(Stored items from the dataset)
>>>

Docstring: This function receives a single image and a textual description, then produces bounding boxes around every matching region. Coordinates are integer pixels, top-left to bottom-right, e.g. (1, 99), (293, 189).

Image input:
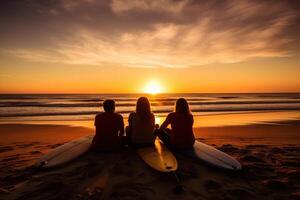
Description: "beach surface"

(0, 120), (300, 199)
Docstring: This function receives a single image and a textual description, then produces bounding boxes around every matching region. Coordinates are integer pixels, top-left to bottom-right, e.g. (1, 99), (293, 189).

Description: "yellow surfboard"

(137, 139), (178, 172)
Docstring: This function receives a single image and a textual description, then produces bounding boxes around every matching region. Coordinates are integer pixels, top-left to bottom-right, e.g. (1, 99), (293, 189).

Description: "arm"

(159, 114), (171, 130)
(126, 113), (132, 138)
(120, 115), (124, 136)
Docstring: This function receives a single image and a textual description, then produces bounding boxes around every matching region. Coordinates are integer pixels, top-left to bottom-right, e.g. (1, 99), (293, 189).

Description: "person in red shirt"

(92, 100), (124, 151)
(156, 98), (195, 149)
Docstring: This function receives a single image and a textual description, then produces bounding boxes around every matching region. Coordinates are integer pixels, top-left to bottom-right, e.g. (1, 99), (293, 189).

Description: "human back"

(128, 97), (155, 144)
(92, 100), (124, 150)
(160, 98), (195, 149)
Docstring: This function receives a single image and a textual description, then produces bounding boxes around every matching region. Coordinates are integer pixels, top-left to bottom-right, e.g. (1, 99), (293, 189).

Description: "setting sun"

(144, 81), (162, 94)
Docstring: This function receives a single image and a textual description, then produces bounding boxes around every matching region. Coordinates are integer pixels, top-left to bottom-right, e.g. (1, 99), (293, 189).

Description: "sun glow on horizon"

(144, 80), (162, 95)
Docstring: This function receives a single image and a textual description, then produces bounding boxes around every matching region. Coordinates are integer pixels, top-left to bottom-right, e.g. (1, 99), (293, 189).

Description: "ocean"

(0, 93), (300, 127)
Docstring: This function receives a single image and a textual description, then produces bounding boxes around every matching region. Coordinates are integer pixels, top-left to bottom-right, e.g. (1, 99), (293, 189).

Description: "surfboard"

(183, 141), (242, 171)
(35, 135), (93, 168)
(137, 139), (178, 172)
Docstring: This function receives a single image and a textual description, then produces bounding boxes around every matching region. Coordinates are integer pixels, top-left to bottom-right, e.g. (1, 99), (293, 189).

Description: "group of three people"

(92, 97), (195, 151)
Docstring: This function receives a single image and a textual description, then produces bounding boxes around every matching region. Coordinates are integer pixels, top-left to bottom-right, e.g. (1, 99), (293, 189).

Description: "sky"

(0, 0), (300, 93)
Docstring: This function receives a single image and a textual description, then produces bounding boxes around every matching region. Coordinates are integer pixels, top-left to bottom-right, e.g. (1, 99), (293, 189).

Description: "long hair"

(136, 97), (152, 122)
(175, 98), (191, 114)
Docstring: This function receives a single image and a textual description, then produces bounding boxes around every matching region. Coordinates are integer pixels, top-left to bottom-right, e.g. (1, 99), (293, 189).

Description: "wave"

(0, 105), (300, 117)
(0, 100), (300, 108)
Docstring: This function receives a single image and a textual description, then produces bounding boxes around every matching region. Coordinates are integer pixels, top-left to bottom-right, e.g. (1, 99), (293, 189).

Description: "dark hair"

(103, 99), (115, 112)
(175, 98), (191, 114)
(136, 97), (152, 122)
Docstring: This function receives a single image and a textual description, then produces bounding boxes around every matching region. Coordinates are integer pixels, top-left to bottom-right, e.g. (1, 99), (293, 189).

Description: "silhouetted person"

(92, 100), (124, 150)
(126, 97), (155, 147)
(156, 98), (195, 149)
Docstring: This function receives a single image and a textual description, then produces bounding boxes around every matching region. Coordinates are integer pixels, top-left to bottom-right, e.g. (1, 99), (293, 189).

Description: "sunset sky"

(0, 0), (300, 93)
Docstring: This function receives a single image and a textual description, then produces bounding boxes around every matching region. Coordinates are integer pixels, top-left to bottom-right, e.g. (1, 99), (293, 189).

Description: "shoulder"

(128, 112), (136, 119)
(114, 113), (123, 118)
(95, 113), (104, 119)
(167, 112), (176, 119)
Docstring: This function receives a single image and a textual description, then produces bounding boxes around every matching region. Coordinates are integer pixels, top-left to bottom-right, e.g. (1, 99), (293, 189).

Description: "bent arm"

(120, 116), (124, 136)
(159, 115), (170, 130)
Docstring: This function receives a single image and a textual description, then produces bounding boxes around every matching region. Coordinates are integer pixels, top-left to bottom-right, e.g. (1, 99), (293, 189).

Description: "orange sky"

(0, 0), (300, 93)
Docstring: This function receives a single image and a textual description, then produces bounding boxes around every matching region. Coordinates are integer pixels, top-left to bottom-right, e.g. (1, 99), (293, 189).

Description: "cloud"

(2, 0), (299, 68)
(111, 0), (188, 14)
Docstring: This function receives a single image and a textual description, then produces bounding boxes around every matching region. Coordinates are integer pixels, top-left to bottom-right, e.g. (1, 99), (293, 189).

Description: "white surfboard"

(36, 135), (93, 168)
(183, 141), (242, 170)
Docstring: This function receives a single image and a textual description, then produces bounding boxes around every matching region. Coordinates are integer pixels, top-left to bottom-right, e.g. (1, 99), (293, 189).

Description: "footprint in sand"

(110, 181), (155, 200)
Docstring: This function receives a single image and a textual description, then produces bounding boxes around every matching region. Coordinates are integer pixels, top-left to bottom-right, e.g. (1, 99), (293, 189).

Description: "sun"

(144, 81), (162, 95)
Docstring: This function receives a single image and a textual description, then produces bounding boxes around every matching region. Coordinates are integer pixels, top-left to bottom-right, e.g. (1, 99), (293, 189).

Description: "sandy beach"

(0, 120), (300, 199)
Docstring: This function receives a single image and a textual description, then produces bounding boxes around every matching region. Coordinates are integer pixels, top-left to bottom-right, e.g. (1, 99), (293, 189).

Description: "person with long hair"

<<<
>>>

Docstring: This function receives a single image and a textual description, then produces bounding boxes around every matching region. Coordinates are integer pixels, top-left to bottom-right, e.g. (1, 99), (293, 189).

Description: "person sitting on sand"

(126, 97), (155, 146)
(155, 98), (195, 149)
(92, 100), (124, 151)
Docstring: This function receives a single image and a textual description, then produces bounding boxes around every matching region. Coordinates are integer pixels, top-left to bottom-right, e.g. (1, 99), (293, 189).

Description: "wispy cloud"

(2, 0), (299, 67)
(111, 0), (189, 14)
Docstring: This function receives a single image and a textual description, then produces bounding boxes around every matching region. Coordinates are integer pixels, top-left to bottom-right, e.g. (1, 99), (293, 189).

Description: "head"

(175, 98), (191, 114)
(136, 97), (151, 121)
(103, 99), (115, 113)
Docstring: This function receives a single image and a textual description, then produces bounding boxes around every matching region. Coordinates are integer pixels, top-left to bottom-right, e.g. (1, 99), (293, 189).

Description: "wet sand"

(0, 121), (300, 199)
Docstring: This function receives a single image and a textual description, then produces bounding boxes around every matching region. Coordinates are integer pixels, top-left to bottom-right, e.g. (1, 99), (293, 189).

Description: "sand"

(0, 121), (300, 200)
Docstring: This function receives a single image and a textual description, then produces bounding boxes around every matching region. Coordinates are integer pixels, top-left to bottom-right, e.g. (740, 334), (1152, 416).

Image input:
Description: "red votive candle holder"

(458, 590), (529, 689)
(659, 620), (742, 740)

<<<

* [Written request]
Locate each line in the entries above that contains the word "hair" and copy it in full.

* [In response]
Description: "long hair"
Description: "dark hair"
Description: "person with long hair"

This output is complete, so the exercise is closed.